▸ Problems to solve:
A: Reproduce the passage from the post on the EU embalming directive, starting at "The directive, which" and ending at "purposes as well?".
B: In the post on the EU embalming directive, which chemical is named as an embalming ingredient the directive aims to withdraw?

▸ Selected excerpt:
Linking to Captain Ed, because he runs a good blog.www.captainsquartersblog.com/mt/archives/006721.php
The Irish custom that sees corpses kept in an open coffin so the deceased can be viewed during the wake has been endangered by an edict issued by Stavros Dimas, the EU environment commissioner.
He wants chemicals used by embalmers to preserve the cadaver withdrawn under a new biocides directive.
Such a move would see the end of the age-old ritual of "laying out" the body while games are played and food and drink are consumed to the accompaniment of dancing and fiddle music....
The directive, which would come into effect in September, aims to withdraw embalming ingredients such as formaldehyde, which are capable of destroying living organisms.
Excuse me, but isn't the entire purpose of embalming to destroy living organisms? The preservative nature of embalming relies on the destruction of the bacteria that create decomposition, and formaldehyde does that effectively. Formaldehyde is also used to preserve lab specimens for research and the development of medicines and therapies. Does the EU propose to end formaldehyde for these purposes as well?

Saved data entries

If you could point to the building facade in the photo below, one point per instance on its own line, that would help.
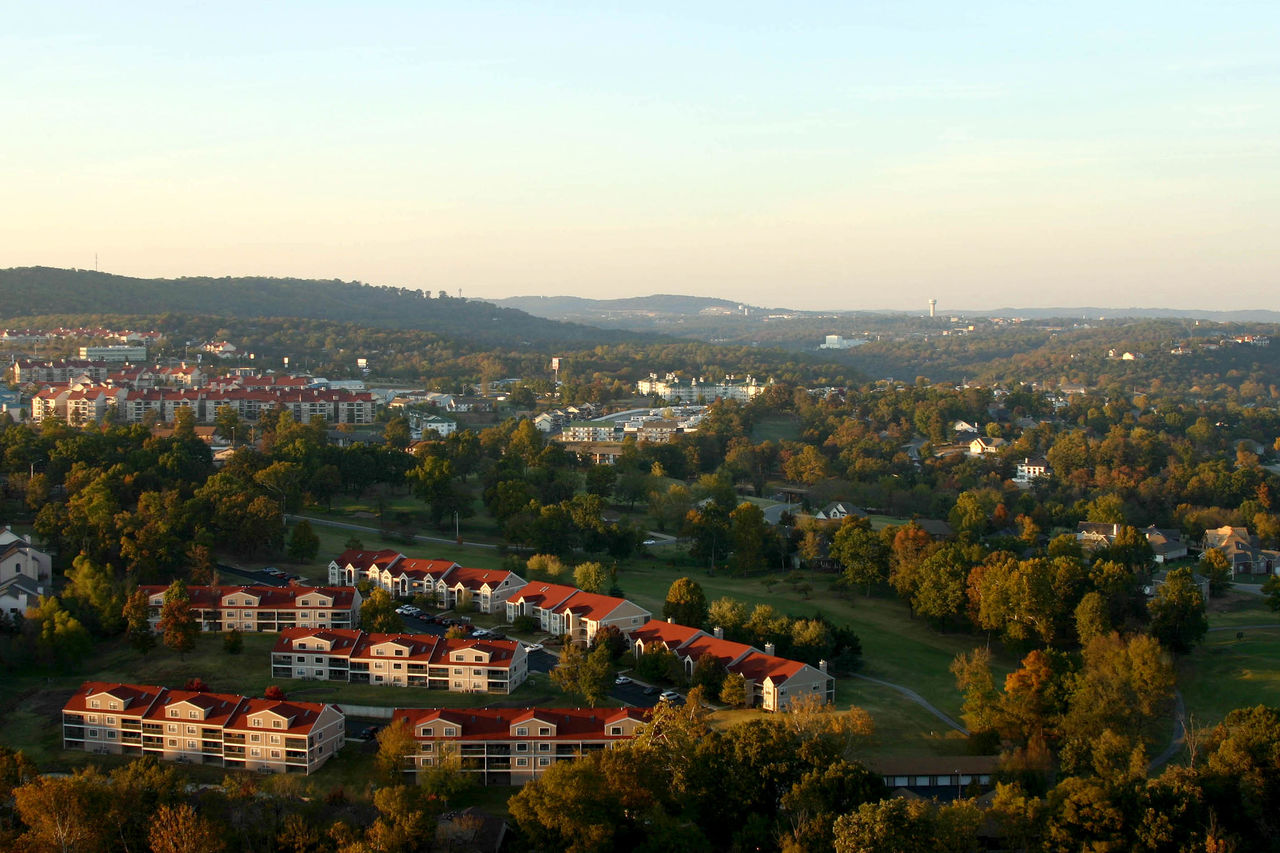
(224, 730)
(400, 660)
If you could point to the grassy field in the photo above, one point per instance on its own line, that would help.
(895, 647)
(776, 428)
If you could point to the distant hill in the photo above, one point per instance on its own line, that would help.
(561, 308)
(31, 291)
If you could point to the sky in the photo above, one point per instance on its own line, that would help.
(819, 155)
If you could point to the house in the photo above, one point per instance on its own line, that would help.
(1032, 469)
(400, 660)
(218, 729)
(840, 510)
(983, 445)
(264, 609)
(1242, 551)
(513, 746)
(19, 559)
(539, 600)
(583, 615)
(1168, 544)
(772, 682)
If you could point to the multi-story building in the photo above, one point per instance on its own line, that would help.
(772, 682)
(265, 609)
(444, 580)
(401, 660)
(219, 729)
(511, 746)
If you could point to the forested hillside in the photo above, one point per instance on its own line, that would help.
(42, 290)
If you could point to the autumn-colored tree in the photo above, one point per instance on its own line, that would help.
(179, 829)
(177, 623)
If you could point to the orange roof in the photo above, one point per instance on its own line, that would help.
(494, 724)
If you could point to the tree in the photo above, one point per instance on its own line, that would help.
(685, 603)
(1178, 616)
(178, 829)
(862, 552)
(178, 620)
(137, 625)
(378, 614)
(748, 533)
(396, 742)
(304, 543)
(584, 674)
(592, 576)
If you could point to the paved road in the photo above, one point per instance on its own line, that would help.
(919, 699)
(1175, 743)
(361, 528)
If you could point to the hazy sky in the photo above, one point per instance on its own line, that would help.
(808, 154)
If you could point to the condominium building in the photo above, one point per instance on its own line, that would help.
(512, 746)
(772, 682)
(443, 580)
(400, 660)
(265, 609)
(567, 610)
(219, 729)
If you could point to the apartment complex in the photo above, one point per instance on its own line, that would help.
(265, 609)
(568, 610)
(444, 580)
(772, 682)
(400, 660)
(512, 746)
(218, 729)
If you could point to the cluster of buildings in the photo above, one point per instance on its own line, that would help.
(568, 611)
(264, 609)
(219, 729)
(83, 391)
(443, 580)
(679, 389)
(400, 660)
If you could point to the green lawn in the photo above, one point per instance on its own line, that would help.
(776, 428)
(895, 647)
(1224, 674)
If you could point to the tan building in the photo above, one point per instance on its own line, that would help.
(444, 580)
(401, 660)
(512, 746)
(772, 682)
(265, 609)
(218, 729)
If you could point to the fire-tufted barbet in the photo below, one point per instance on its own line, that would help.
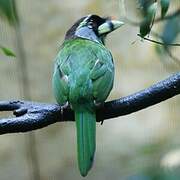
(83, 77)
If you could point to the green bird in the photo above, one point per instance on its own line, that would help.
(83, 78)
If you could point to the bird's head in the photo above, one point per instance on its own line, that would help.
(93, 27)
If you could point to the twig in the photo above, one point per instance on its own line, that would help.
(158, 42)
(34, 115)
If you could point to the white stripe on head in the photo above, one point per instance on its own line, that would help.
(84, 22)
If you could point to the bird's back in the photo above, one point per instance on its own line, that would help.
(78, 67)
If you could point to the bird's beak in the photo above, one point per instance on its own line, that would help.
(109, 26)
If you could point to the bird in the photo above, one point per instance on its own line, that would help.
(83, 78)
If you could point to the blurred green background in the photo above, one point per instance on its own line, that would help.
(140, 146)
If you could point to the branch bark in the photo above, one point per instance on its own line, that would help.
(34, 115)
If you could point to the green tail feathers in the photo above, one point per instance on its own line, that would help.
(86, 138)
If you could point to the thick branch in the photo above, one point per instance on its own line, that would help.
(33, 115)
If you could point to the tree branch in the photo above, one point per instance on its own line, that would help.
(34, 115)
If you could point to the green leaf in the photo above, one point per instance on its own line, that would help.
(8, 11)
(164, 7)
(7, 51)
(146, 24)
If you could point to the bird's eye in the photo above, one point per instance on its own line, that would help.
(90, 25)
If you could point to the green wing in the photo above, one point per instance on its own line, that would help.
(83, 70)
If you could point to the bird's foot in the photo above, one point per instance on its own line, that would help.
(64, 106)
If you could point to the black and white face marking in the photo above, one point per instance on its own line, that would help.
(93, 27)
(87, 27)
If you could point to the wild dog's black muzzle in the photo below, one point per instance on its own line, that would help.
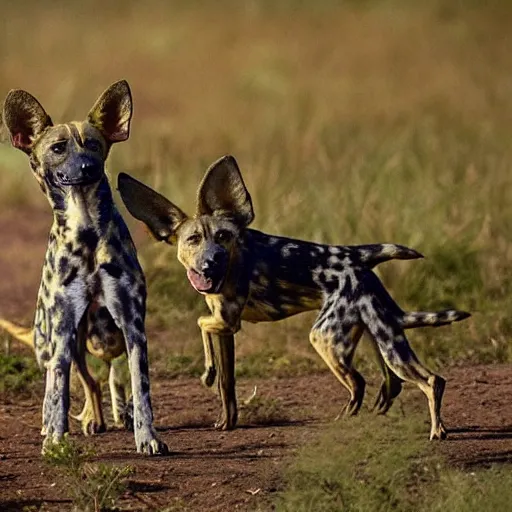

▸ Solution list:
A:
The directive, which would come into effect in September, aims to withdraw embalming ingredients such as formaldehyde, which are capable of destroying living organisms.
Excuse me, but isn't the entire purpose of embalming to destroy living organisms? The preservative nature of embalming relies on the destruction of the bacteria that create decomposition, and formaldehyde does that effectively. Formaldehyde is also used to preserve lab specimens for research and the development of medicines and therapies. Does the EU propose to end formaldehyde for these purposes as well?

B: Formaldehyde.